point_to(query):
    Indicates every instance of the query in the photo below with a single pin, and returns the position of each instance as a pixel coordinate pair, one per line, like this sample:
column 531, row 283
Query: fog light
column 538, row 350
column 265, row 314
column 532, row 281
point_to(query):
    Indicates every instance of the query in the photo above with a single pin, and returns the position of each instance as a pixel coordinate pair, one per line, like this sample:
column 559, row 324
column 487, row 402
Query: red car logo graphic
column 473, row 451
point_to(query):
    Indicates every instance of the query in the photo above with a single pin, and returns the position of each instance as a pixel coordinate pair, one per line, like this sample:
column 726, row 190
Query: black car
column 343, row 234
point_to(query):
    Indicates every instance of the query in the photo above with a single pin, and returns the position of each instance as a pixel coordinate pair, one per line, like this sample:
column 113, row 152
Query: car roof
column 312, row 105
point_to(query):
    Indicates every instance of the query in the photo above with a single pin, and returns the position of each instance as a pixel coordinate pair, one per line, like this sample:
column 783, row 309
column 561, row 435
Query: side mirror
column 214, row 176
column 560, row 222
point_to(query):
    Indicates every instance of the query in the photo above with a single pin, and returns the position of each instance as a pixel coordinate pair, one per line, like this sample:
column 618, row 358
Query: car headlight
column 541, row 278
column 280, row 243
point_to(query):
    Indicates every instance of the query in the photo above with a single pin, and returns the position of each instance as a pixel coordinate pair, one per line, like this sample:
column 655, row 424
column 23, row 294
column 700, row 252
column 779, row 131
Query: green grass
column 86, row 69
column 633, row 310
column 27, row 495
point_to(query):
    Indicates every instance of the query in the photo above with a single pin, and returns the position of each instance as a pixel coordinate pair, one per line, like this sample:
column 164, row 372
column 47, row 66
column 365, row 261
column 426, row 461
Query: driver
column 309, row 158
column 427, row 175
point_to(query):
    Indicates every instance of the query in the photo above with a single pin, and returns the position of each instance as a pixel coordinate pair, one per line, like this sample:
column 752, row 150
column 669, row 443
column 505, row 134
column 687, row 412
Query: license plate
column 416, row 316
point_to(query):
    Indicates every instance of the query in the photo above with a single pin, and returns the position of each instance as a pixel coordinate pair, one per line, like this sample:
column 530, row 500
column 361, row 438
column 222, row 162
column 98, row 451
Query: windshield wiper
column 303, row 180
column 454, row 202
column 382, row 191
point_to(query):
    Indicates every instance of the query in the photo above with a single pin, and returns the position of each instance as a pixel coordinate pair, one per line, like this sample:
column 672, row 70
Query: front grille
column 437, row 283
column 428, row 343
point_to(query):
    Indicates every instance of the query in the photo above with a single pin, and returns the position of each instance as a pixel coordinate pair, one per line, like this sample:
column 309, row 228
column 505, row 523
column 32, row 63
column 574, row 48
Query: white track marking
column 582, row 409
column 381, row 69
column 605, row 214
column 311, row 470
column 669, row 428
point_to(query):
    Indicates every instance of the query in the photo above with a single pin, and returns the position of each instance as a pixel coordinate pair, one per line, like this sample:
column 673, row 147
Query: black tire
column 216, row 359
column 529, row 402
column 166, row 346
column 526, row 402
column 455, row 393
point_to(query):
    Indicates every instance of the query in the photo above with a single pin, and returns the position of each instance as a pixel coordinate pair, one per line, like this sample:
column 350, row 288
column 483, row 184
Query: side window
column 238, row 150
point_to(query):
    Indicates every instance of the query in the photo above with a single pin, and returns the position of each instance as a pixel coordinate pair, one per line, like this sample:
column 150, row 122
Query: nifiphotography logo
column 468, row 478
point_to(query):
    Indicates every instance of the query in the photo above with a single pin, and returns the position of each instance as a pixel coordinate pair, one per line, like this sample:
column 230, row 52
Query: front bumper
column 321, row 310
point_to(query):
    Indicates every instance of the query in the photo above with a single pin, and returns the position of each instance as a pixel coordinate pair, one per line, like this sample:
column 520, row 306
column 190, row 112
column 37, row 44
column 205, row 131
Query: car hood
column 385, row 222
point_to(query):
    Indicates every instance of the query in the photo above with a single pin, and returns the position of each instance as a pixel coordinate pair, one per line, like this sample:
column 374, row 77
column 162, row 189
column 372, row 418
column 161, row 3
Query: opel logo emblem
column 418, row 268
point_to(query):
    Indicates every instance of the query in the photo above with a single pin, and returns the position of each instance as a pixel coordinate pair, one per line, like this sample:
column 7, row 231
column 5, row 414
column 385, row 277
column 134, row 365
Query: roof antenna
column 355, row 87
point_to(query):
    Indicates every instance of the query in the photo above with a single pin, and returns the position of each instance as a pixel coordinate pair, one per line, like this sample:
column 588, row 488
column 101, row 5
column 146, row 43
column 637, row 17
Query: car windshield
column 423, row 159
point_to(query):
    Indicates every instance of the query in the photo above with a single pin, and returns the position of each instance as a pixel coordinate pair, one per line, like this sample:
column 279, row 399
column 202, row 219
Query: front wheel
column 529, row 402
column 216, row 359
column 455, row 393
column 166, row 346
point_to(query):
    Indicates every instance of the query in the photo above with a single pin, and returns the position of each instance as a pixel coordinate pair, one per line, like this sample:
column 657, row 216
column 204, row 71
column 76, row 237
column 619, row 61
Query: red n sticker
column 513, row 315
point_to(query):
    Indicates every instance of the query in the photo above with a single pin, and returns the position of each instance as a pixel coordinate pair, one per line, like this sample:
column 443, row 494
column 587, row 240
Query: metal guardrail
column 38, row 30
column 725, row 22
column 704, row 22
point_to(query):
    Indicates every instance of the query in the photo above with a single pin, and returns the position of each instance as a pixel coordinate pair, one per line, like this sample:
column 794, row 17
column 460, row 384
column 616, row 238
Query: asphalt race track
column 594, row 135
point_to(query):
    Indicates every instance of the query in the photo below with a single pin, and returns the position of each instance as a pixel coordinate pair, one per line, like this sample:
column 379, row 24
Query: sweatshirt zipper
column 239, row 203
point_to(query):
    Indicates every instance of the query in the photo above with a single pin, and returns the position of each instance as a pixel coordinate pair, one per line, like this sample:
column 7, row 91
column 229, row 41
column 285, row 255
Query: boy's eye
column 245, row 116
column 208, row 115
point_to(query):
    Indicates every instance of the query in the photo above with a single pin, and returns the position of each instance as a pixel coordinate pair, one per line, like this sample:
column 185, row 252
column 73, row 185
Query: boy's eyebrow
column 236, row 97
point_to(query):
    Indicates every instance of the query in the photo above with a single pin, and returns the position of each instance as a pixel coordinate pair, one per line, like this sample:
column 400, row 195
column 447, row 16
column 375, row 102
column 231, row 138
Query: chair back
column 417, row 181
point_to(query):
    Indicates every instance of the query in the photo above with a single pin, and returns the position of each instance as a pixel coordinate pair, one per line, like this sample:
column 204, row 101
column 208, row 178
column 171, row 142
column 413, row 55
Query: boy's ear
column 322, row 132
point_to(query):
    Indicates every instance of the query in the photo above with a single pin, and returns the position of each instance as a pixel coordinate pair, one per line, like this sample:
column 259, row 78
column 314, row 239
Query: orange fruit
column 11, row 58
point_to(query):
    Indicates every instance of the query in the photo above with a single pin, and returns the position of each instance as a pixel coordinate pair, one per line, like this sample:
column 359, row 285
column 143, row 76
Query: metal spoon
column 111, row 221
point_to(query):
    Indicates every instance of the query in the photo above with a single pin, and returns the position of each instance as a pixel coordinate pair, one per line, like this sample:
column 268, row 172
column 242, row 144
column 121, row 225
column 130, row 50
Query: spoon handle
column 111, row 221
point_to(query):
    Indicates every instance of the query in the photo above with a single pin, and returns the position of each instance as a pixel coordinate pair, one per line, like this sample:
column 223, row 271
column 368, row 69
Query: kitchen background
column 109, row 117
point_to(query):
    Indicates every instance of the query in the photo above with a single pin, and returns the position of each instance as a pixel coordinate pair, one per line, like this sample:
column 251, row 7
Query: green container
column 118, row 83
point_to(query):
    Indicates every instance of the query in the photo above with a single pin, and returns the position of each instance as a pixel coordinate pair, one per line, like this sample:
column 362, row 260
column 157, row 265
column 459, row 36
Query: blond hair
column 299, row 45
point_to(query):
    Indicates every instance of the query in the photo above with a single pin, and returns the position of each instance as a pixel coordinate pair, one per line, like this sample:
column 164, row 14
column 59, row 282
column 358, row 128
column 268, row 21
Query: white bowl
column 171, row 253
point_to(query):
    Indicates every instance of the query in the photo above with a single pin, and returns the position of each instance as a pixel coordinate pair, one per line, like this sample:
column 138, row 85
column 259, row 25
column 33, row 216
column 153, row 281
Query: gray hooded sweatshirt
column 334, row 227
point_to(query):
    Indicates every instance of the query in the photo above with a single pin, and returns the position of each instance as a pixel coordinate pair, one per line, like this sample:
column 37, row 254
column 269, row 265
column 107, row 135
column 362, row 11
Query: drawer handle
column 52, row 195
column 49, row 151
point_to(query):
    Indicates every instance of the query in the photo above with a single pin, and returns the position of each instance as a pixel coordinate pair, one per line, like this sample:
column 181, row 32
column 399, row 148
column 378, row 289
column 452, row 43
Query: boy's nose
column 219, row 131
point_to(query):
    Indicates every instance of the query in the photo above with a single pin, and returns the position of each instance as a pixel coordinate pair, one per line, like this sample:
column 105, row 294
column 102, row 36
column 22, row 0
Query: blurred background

------------

Requirement: Count the lines in the listing above that contain the word "track", and reply with the number alone.

Full solution: 2